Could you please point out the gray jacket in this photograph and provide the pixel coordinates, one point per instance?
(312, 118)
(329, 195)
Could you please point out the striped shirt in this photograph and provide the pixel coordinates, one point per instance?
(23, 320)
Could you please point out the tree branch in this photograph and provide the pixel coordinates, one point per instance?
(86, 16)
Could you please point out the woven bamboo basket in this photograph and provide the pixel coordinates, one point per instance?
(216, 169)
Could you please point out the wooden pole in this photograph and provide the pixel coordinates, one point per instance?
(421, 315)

...

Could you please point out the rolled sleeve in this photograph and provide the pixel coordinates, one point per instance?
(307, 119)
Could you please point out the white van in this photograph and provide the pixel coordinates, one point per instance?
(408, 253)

--

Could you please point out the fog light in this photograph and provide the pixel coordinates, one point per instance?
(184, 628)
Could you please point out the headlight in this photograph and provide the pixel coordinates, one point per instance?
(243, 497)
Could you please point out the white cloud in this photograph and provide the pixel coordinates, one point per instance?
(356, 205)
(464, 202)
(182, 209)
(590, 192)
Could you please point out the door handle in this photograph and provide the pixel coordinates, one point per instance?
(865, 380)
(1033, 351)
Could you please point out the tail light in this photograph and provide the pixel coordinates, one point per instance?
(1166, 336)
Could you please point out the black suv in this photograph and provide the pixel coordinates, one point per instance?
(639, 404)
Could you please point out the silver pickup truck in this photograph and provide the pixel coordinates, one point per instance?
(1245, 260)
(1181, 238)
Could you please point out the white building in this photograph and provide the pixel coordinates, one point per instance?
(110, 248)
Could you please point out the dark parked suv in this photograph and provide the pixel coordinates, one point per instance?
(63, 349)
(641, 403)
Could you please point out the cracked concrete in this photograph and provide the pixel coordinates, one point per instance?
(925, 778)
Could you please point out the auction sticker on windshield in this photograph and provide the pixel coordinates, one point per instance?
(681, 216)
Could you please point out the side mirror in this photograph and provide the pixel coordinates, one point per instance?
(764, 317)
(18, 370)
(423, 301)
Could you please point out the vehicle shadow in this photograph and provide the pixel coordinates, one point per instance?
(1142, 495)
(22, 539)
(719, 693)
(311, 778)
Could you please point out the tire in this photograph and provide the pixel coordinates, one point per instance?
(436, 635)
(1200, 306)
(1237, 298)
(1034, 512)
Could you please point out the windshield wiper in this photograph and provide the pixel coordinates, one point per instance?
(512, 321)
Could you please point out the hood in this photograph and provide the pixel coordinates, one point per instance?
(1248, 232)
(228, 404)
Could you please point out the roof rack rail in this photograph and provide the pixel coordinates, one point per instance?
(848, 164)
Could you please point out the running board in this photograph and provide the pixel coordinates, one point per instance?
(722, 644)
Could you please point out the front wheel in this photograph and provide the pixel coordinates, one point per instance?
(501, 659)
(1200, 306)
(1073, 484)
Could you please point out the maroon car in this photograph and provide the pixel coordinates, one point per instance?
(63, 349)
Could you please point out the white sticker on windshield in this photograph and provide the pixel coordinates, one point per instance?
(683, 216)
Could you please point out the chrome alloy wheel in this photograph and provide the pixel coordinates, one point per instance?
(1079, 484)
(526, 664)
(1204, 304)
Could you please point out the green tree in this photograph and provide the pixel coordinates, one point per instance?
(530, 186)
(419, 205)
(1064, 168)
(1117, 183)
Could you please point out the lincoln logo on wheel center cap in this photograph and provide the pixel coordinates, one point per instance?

What this task involves:
Starting at the line above that contains "Could you please point out the green", write out each line exactly until the line that contains "Could you please point out the lincoln" has been written, and stop there.

Output for this exercise:
Could you please point out the green tree in this photograph and provide the pixel coordinates, one point per instance?
(530, 186)
(419, 205)
(1064, 168)
(1117, 183)
Could you please point out the lincoln logo on wheel center cap in this photograph and provide the pixel coordinates, one point per instance?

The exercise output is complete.